• _Work required_
Please reproduce the entire listing exactly.

• _Material provided_
•••••
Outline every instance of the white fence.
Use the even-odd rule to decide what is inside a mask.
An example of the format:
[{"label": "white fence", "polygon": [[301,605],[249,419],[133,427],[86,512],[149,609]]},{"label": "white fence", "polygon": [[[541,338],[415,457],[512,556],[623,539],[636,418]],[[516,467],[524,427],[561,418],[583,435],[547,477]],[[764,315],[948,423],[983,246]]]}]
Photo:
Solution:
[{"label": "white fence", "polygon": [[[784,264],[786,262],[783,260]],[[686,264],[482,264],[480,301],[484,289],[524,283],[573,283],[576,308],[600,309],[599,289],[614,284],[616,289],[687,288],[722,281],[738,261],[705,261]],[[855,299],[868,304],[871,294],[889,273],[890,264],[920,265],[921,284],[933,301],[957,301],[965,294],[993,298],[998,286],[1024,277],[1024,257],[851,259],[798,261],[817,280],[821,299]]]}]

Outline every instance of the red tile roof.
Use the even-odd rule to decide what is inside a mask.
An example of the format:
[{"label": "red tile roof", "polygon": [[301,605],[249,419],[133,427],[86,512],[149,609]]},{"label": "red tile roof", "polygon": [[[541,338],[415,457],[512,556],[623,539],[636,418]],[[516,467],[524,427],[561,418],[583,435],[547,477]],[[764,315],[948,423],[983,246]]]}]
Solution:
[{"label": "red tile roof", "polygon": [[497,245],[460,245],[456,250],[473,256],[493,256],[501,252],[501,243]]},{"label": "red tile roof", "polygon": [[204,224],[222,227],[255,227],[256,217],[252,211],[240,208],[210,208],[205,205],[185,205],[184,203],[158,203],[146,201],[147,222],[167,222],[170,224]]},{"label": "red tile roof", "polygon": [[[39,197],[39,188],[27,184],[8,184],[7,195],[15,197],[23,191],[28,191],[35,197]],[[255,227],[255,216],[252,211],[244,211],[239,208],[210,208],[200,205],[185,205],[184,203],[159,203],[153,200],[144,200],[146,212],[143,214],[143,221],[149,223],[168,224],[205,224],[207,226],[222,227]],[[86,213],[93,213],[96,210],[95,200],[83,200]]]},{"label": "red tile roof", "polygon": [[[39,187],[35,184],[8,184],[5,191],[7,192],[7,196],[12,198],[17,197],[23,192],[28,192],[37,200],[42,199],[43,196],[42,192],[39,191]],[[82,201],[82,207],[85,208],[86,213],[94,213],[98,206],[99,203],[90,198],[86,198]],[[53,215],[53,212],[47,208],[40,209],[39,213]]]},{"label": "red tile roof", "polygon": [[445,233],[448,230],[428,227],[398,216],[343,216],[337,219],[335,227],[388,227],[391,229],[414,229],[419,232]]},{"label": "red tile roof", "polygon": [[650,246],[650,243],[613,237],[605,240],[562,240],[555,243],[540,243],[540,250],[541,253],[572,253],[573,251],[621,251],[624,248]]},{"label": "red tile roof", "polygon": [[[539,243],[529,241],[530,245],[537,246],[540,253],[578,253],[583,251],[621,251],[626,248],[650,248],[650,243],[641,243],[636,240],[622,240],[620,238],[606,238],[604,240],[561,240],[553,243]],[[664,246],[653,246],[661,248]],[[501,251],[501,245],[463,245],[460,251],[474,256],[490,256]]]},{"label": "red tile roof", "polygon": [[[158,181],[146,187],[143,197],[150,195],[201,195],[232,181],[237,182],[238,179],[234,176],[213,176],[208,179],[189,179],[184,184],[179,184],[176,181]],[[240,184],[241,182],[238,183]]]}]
•••••
• _Task result_
Outline every instance of the white fence.
Use the even-odd rule to decide what is inside a mask.
An example of the format:
[{"label": "white fence", "polygon": [[301,605],[249,419],[133,427],[86,512],[149,609]]},{"label": "white fence", "polygon": [[[541,338],[415,457],[512,556],[623,539],[636,418]],[[516,467],[524,427],[561,418],[583,435],[547,477]],[[764,315],[948,423],[983,246]]]}]
Photo:
Solution:
[{"label": "white fence", "polygon": [[[784,264],[786,262],[783,260]],[[686,264],[482,264],[480,301],[484,289],[524,283],[573,283],[576,308],[600,309],[599,289],[614,284],[616,289],[687,288],[722,281],[738,261],[705,261]],[[855,299],[868,304],[871,294],[889,273],[890,264],[920,265],[921,284],[933,301],[957,301],[965,294],[993,298],[998,286],[1024,277],[1024,257],[851,259],[798,261],[817,280],[821,299]]]}]

Outline every instance of the red tile roof.
Use the even-odd rule to decide what is inside a mask.
An example of the format:
[{"label": "red tile roof", "polygon": [[301,605],[249,419],[133,427],[86,512],[149,609]]},{"label": "red tile roof", "polygon": [[[541,338],[415,457],[512,556],[623,539],[636,418]],[[516,467],[524,427],[561,418],[583,435],[547,477]],[[764,315],[948,423],[983,246]]]}]
Solution:
[{"label": "red tile roof", "polygon": [[497,245],[460,245],[456,250],[473,256],[493,256],[501,252],[501,243]]},{"label": "red tile roof", "polygon": [[204,224],[222,227],[255,227],[256,217],[252,211],[240,208],[210,208],[205,205],[185,205],[184,203],[158,203],[146,201],[147,222],[167,222],[170,224]]},{"label": "red tile roof", "polygon": [[[39,197],[39,188],[27,184],[8,184],[7,195],[15,197],[23,191],[28,191],[35,197]],[[255,227],[255,216],[252,211],[244,211],[239,208],[210,208],[200,205],[185,205],[184,203],[159,203],[153,200],[144,200],[146,212],[143,214],[143,221],[149,223],[168,224],[205,224],[207,226],[222,227]],[[86,213],[93,213],[96,210],[95,200],[83,200]]]},{"label": "red tile roof", "polygon": [[[39,187],[35,184],[8,184],[5,191],[7,192],[7,196],[12,198],[17,197],[23,192],[28,192],[37,200],[42,199],[43,196],[42,192],[39,191]],[[82,201],[82,207],[85,208],[86,213],[94,213],[98,206],[99,203],[90,198],[86,198]],[[53,215],[53,212],[47,208],[40,209],[39,213]]]},{"label": "red tile roof", "polygon": [[445,233],[448,230],[428,227],[398,216],[343,216],[337,219],[335,227],[388,227],[391,229],[414,229],[419,232]]},{"label": "red tile roof", "polygon": [[650,246],[650,243],[613,237],[605,240],[562,240],[555,243],[540,243],[540,250],[541,253],[572,253],[573,251],[621,251],[624,248]]},{"label": "red tile roof", "polygon": [[[539,243],[529,241],[530,245],[537,246],[540,253],[578,253],[583,251],[621,251],[626,248],[650,248],[650,243],[641,243],[636,240],[622,240],[620,238],[606,238],[604,240],[561,240],[553,243]],[[664,246],[653,246],[661,248]],[[501,251],[501,245],[463,245],[460,251],[474,256],[490,256]]]},{"label": "red tile roof", "polygon": [[[158,181],[146,187],[143,197],[150,195],[201,195],[232,181],[237,182],[238,179],[234,176],[213,176],[208,179],[189,179],[184,184],[179,184],[176,181]],[[240,184],[241,182],[238,183]]]}]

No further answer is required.